• What to do: Set down the entries once more exactly as they were written.
--- Materials provided Enclosed Below ---
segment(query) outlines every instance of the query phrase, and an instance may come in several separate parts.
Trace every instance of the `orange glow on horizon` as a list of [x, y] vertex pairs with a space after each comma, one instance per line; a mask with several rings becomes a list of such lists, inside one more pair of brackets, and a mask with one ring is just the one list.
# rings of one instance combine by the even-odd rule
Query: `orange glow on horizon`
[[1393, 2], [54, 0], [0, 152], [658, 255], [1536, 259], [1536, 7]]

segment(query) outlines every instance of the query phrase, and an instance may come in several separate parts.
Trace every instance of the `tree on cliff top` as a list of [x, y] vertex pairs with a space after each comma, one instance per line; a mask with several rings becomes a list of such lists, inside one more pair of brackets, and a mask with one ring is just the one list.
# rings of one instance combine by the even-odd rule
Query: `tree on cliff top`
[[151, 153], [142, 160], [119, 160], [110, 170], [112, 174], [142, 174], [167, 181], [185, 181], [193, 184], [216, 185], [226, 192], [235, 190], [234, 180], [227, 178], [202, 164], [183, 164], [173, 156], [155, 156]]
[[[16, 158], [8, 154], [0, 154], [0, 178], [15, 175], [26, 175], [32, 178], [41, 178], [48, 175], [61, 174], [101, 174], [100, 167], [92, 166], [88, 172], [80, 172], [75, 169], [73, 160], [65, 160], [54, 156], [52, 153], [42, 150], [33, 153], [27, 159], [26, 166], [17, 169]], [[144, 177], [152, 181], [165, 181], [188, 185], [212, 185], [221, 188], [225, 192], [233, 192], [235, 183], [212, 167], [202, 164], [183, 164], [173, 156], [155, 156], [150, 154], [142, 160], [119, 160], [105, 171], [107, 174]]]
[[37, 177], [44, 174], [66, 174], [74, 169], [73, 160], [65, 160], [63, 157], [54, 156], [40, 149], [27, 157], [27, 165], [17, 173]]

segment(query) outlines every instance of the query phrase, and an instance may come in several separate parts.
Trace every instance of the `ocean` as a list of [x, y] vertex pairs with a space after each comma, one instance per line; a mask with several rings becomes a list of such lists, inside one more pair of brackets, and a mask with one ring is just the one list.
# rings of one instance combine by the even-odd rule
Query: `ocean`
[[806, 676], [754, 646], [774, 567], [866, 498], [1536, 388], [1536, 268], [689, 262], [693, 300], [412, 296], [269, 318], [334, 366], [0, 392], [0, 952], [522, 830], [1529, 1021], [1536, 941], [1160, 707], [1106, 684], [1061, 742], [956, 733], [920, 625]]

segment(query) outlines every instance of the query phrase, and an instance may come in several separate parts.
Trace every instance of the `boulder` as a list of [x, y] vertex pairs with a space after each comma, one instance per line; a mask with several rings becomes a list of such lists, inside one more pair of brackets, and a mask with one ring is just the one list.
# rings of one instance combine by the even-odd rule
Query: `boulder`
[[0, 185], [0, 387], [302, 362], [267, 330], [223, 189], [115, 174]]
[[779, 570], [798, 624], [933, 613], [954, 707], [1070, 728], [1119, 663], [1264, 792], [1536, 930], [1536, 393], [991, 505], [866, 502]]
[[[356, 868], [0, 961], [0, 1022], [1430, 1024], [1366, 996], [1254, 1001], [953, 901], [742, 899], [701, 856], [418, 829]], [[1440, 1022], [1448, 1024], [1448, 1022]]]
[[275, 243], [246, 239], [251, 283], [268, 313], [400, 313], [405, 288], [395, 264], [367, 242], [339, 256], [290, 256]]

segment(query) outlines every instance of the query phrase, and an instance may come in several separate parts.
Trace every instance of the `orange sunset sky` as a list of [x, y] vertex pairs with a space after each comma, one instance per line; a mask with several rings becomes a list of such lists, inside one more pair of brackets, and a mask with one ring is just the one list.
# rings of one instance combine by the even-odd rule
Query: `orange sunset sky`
--- End of Enclosed Materials provided ---
• Exercise response:
segment(query) outlines every instance of the query phrase, and an instance may come in several separate parts.
Trace every instance of the `orange glow on horizon` as a list of [x, y] vertex pairs with a space after each comma, one instance per line; a mask with several rings becomes a list of such lists, inside one more pair of brackets, and a mask with one ring is just the one list.
# rings of one instance combine by the even-odd rule
Query: `orange glow on horizon`
[[1393, 2], [54, 0], [0, 152], [658, 255], [1536, 259], [1536, 7]]

segment(query) outlines every instance of the query phrase, and an instance may come in several separate parts.
Trace every instance of the `tree on cliff top` as a list of [x, y] vertex pairs with a space after each comma, one instance per line; a mask with several rings becomes a list of such lists, inside one more pair of brackets, and a mask with one ring is just the one list.
# rings of one instance combine by the even-odd rule
Query: `tree on cliff top`
[[151, 153], [142, 160], [119, 160], [110, 170], [112, 174], [142, 174], [167, 181], [185, 181], [193, 184], [216, 185], [226, 192], [235, 190], [234, 180], [227, 178], [202, 164], [183, 164], [173, 156], [155, 156]]
[[[16, 158], [8, 154], [0, 154], [0, 178], [15, 175], [26, 175], [32, 178], [41, 178], [48, 175], [61, 174], [101, 174], [100, 167], [92, 166], [88, 172], [80, 172], [75, 169], [73, 160], [65, 160], [54, 156], [52, 153], [42, 150], [33, 153], [27, 159], [26, 166], [17, 169]], [[144, 177], [152, 181], [165, 181], [188, 185], [212, 185], [221, 188], [225, 192], [233, 192], [235, 183], [212, 167], [202, 164], [183, 164], [173, 156], [155, 156], [150, 154], [142, 160], [119, 160], [105, 171], [107, 174]]]
[[37, 177], [44, 174], [66, 174], [74, 169], [73, 160], [65, 160], [63, 157], [54, 156], [40, 149], [27, 157], [27, 165], [17, 173]]

segment(query) outlines every instance of the query phrase, and an instance may come in several separate parts.
Trace every instance of the `ocean` as a list of [x, y] vertex pairs with a space after each comma, one instance per line; a mask with several rings becomes a list of such lists, inside one more pair of brackets, and a mask with one ring is just the one list.
# rings of one instance combine by the even-odd rule
Query: `ocean`
[[806, 676], [754, 646], [774, 567], [866, 498], [1536, 388], [1536, 268], [689, 262], [693, 300], [412, 296], [269, 318], [334, 366], [0, 392], [0, 952], [522, 830], [1529, 1021], [1536, 941], [1160, 707], [1106, 684], [1061, 742], [956, 733], [920, 625]]

segment(query) outlines every instance of the query phrase, and an instance may come in several separate parts.
Trace every instance of the `boulder` as a list of [x, y] vertex pairs with a space after each comma, one instance per line; a mask with several rings becomes a list of such lists, inside one more pair of brackets, and a mask with one ring is just the one list.
# rings of one instance combine by the even-odd rule
Query: `boulder`
[[0, 185], [0, 387], [302, 362], [267, 330], [223, 189], [115, 174]]
[[779, 570], [798, 624], [933, 613], [954, 707], [1070, 728], [1119, 663], [1264, 792], [1536, 930], [1536, 393], [991, 505], [866, 502]]
[[[356, 868], [0, 961], [0, 1022], [1430, 1024], [1366, 996], [1254, 1001], [953, 901], [742, 899], [701, 856], [418, 829]], [[1440, 1022], [1448, 1024], [1448, 1022]]]
[[275, 243], [246, 239], [251, 283], [268, 313], [400, 313], [405, 288], [395, 264], [367, 242], [339, 256], [290, 256]]

segment(query) outlines every instance of the query phrase, and an instance may come in several separate parts.
Trace every instance of the `orange sunset sky` as a list of [x, y] vertex pairs with a space after each comma, one instance per line; a mask with several rings becomes a list of such lists, inside one more pair of brackets, and a mask with one ring is just the one list.
# rings of one instance combine by the even-odd rule
Query: `orange sunset sky`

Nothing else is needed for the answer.